■ **AIM**:
Collect each line below that contains the string "strip". Matches must have the same uppercase and lowercase letters.

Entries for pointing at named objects
##############################
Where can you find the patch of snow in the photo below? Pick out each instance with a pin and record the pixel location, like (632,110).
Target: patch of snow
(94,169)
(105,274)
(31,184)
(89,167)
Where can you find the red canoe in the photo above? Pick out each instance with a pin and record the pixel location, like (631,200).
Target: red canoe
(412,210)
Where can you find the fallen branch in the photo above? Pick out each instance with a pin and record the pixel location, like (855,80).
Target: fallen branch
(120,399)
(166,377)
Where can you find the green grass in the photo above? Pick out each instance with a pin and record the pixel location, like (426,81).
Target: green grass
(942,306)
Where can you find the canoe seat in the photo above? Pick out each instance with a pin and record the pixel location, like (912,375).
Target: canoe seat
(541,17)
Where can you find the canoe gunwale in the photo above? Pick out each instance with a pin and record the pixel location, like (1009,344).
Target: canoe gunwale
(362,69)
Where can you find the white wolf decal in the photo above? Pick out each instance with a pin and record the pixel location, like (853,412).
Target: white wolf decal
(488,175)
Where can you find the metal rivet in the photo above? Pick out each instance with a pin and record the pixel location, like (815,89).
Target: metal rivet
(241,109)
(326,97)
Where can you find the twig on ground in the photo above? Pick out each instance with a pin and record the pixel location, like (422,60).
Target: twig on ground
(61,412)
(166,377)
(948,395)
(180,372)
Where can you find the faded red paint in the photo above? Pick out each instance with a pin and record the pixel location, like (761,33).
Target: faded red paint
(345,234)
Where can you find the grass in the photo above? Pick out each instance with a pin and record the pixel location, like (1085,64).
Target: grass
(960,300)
##############################
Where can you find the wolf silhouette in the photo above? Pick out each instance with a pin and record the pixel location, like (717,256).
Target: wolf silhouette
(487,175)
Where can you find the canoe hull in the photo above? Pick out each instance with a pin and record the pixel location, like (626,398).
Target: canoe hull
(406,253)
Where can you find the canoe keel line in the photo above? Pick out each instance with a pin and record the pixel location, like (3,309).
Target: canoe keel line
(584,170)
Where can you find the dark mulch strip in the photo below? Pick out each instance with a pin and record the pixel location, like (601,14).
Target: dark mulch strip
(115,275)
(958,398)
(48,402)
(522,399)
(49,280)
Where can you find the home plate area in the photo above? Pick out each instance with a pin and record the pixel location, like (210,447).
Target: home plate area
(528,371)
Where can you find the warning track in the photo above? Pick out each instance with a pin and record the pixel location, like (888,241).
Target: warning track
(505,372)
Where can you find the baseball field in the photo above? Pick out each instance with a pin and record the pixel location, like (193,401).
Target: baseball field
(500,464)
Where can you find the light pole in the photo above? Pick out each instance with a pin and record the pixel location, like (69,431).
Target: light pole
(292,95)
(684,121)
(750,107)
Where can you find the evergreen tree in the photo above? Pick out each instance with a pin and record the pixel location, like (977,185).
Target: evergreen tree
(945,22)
##############################
■ **PROBLEM SOLUTION**:
Where can you find the dark mulch strip in the photo below? Pick out each instance with a pin and record the pixel location, like (601,14).
Target: dark mulch strip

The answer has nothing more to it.